(DOCUMENT TEXT)
□ □ □ □ □ □ □
# Let's talk weapons that propel deadly objects



## Sentry18 (Aug 5, 2012)

So OldCootHillbilly got me thinking about sling shots. I was pretty deadly as a kid with my cheap wrist rocket (as many black birds and gophers could attest to, if they were still alive and could talk). As I have been reading about slingshots and considering the purchase of a more modern version, I got to debating if I was better off with a bow, a cross bow, a blow gun or other non-firearm weapons that propel a deadly object. You could even include air guns, even though they are firearm like, but let's leave throwing hatchets and spears out of this discussion. 

So what's you take? Best weapon that propels a deadly object is...


----------



## camo2460 (Feb 10, 2013)

A good wrist rocket is hard to beat, you can even modify it to shoot short arrows


----------



## NaeKid (Oct 17, 2008)

I believe that Hozay posted a story about the world's fastest archer - able to slam targets with his long-bow and so fast that he would be able to have three or four arrows all in the air at the same time as they would streak towards their intended target.

The guy's name is Lars Andersen. YouTube channel: http://www.youtube.com/user/larsandersen23

Now, if you want something that will fly through the air with the greatest of ease and be able to pick-up ammo from the ground, then the sling-shot would be best ...

The world's fastest sling-shot guy


----------



## NaeKid (Oct 17, 2008)

Should also check out the sling-bow ..


----------



## CrackbottomLouis (May 20, 2012)

I prefer bow or spear gun to crossbow. Mettc dependent really. Is this for primary weapon or addition to bob? For bob id go sling shot. For non firarm primary weapon Id go long or recurve bow. Probably good recurve. Long bow will have more force and greater range but recurve better for accuracy and faster target acquisition. Note I am not an expert this is just how I understand it.


----------



## Sentry18 (Aug 5, 2012)

I considered the ash tray gun, but just don't feel it has the range I need.






MODS: can you fix that plz?


----------



## Davarm (Oct 22, 2011)

Dont forget about the spud guns!


----------



## hiwall (Jun 15, 2012)

Cannons are my choice.
□ □ □ □ □ □ □
(Records)
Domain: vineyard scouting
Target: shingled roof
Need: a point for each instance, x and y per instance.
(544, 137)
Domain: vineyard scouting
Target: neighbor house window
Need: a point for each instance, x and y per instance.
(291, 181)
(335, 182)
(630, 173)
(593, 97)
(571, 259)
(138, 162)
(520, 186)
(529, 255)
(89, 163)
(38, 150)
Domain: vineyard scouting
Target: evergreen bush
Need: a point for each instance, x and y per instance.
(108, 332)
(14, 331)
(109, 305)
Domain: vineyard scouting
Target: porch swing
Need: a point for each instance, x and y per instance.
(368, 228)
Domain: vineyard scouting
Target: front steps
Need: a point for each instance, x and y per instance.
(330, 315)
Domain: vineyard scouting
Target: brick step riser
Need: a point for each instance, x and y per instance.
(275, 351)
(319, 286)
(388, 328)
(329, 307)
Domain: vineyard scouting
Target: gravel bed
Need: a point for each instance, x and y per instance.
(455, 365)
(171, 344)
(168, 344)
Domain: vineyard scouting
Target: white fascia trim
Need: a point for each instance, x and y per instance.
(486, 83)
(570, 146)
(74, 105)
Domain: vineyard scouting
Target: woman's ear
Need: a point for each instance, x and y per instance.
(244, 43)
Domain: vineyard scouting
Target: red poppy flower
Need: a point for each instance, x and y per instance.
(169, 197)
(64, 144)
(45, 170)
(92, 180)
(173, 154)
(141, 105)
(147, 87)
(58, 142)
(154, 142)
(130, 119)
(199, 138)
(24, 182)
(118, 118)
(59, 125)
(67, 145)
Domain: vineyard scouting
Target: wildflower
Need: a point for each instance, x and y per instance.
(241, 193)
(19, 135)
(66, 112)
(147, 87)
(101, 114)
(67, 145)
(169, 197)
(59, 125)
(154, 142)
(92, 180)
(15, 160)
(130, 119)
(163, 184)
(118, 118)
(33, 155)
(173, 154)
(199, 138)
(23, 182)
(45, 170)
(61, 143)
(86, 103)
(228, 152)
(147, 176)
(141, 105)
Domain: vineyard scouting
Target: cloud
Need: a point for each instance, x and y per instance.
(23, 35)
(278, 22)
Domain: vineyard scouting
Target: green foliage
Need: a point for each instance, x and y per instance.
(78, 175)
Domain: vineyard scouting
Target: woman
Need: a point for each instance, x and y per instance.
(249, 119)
□ □ □ □ □ □ □
(THINGS TO DO)
a – Using the weapons thread, say whether each statement agrees with it, answering yes or no and quoting the words that decide it: (i) The first poster wanted throwing hatchets and spears left out of the talk. (ii) CrackbottomLouis prefers a crossbow to a bow. (iii) Lars Andersen is described as shooting with a crossbow.
b – Answer these from the weapons thread:
(i) What does hiwall choose?
(ii) What does Davarm say not to forget?
(iii) According to CrackbottomLouis, which bow has more force and greater range?
c – Write the next part of the weapons thread, picking up after its last post.
The records aren't needed for anything here.

(EXERCISE RESPONSES)
a –
(i) Yes: "let's leave throwing hatchets and spears out of this discussion"
(ii) No: "I prefer bow or spear gun to crossbow."
(iii) No: "able to slam targets with his long-bow"

b –
(i) Cannons
(ii) The spud guns
(iii) The long bow

c –
Get smaller ones for your BOB.


----------



## Bobbb (Jan 7, 2012)

Well, there's nothing like the smell of cruise missile exhaust in the morning. Some guy in New Zealand made a cruise missile in his garage with off-the-shelf parts.


----------



## Jimthewagontraveler (Feb 8, 2012)

I like to hide standard issue elcheapo darts.
Realize they are only a delay/distraction item.
BUT I promise if have 2" of metal thrust into me I will react
( just maybe a bit less accurately)


----------



## jeff47041 (Jan 5, 2013)

I recently bought 2 crossbow pistols. I haven't had much spare time lately so I've only shot one of them 2 shots just to see how they were. Pretty cool. I think they are supposed to be 50 lb draw, and the arrows (bolts) are about 6 1/2" long 
I shot from about 10 yards and it was accurate and sank the arrow very deep.
I'm curious to see how accurate they are from a distance of 20-30 yds.

I'm a horrible shot with my sling shot. I can miss a 10" wide target at 20 yards at least 45 times in a row!


----------



## OldCootHillbilly (Jul 9, 2010)

A good slingshot shootin steelize can be perty wicked. I also have a few blowguns to. There good fer small game close up.

Fer serious huntin a bow be nice an I do like a crossbow.

Ah heck, I like em all!

I do carry a slingshot in my get home bag an my bob.


----------



## jeremiyah (Feb 13, 2009)

Sentry18 said:


> So OldCootHillbilly got me thinking about sling shots. I was pretty deadly as a kid with my cheap wrist rocket (as many black birds and gophers could attest to, if they were still alive and could talk). As I have been reading about slingshots and considering the purchase of a more modern version, I got to debating if I was better off with a bow, a cross bow, a blow gun or other non-firearm weapons that propel a deadly object. You could even include air guns, even though they are firearm like, but let's leave throwing hatchets and spears out of this discussion.
> 
> So what's you take? Best weapon that propels a deadly object is...


look at you tubes on arrow shot from slingshot; take down arrows are easy to make. 
use whisker biscuit for arrow rest, or I saw one that worked great made from a metal hanger.


----------



## mpguy18 (Sep 7, 2011)

A good wrist rocket is a very flexible weapon. Can shoot rocks, steelies or whatever you have at hand. With good bands, it is also great with crossbow arrows, and standard arrows up to 28".

Personally I like the recurve. Great accuracy at 50+ yds. Good on range shots at over 100 yds, just not as accurate. Also, if you do a site search on Magus exploding arrows, you'll see something that will stop game or a non friendly in short order. You would be able to make these when supplies run out if you know your tree species.


----------



## lovetogrow (Jan 25, 2011)

The men folk in my family take their first season moose down with bow (nice and quiet). Actually they started out with compound, then longbows and finally they had custom made from a bow manufacturer in Michigan (family). 

Though I just can't resist saying I outshot those boys slingshots with my sling every time back in the day :ignore:


----------



## Magus (Dec 1, 2008)

I made this thing for extra long arrows, it uses slingshot rubbers.
Has the same grip frame as a 45 auto.


----------



## TrinEire (Jul 23, 2012)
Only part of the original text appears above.